• [EXERCISE AIM]: Your reply should contain every record, restated word for word.

======== DATASET ENTRIES ========

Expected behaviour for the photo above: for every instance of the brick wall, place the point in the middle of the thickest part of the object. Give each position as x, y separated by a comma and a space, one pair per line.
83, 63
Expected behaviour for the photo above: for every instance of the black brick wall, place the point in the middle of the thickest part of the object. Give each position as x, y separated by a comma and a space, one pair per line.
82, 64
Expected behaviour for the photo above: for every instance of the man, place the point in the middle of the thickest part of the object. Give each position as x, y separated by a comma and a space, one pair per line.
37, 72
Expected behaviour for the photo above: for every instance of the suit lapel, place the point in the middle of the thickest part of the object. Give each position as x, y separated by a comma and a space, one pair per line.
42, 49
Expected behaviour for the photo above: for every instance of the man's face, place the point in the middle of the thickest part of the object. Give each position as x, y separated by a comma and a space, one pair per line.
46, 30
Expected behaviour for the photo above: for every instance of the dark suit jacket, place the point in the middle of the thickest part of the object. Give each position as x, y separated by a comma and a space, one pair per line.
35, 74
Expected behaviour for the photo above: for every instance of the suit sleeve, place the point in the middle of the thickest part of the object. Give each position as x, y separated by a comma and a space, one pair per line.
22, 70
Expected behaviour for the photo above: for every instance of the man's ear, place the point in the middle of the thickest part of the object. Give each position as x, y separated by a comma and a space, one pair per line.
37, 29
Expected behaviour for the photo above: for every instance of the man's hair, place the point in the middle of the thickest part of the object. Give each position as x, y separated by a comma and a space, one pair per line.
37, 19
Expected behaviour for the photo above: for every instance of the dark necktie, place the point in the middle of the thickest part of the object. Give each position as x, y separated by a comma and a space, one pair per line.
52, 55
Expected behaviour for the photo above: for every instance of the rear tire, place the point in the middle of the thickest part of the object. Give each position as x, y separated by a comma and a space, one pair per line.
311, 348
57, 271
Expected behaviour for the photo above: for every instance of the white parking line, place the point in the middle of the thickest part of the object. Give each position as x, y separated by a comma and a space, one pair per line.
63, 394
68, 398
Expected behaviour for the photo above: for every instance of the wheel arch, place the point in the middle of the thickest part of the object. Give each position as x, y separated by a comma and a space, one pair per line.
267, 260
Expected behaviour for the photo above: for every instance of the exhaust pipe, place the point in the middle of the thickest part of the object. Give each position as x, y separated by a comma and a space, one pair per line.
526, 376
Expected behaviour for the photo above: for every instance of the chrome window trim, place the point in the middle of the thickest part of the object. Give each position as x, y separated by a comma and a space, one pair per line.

========

• [RESPONSE FOR THIS EXERCISE]:
Expected behaviour for the photo above: for every instance of the brick wall, place the point in the middle of the thickest part of the object. Give each position as x, y separated by a comma and a space, one pair per line.
83, 63
Expected behaviour for the photo above: for every instance of the black brick wall, place the point in the middle of the thickest part of the object. Give each position as x, y separated by a comma and a space, one pair per line.
82, 64
Expected behaviour for the photo above: for every instance of the man, place the point in the middle of the thickest part of the object. Give each position as x, y separated by a comma and a space, one pair per line.
37, 72
Expected behaviour for the photo above: for every instance of the suit lapel, place the point in the middle of the thickest part of the object. Give each position as x, y separated by a comma and a space, one pair per line.
42, 49
Expected behaviour for the photo above: for every instance of the man's face, place the point in the middle of the thickest part of the object. Give each position as x, y separated by a comma and a space, one pair per line.
46, 30
Expected behaviour for the photo above: for every instance of the dark suit jacket, place the point in the middle of the thickest part of the object. Give each position as x, y separated by a comma and a space, one pair per line.
35, 74
Expected behaviour for the photo above: for every instance of the suit sleeve, place the point in the middle of the thickest part of the object. Give each position as x, y separated by a comma and a space, one pair per line.
22, 70
Expected behaviour for the photo above: for every instance of the man's ear, place the point in the middle of the thickest part of the object. Give each position as x, y separated by a comma and a space, one pair per line.
37, 29
Expected behaviour for the photo above: for every instance of the man's hair, place the point in the middle of the thickest part of the object. Give each position as x, y separated by a comma and a space, one pair per line.
37, 19
Expected behaviour for the photo above: for every instance of the dark necktie, place the point in the middle of the thickest part of the object. Give each position as x, y separated by a comma and a space, one pair per line.
52, 55
Expected behaviour for the photo above: for every instance of the rear tire, place the point in the middle of the thickest part of the object. Give each position as x, y separated by a comma and a space, one pair per line.
311, 348
57, 271
Expected behaviour for the photo above: for every instance of the white parking line, place the point in the middle of the thickest part of the object. Give each position as x, y separated by a comma and a space, one pair per line.
63, 394
68, 398
Expected behaviour for the photo above: for every instance of the wheel arch, place the point in the middle of the thickest part of the object. Give each position as x, y separated by a comma and a space, one pair per line.
267, 260
Expected behaviour for the photo above: for every instance of the exhaust pipe, place the point in the middle of the thickest part of the object. Give each position as x, y separated by a comma and a space, one pair per line.
526, 376
Expected behaviour for the photo above: for every instance of the chrome window trim, place the point in the middle of the thickest part of the object. Give each position as x, y separated by a comma and a space, one pair per line.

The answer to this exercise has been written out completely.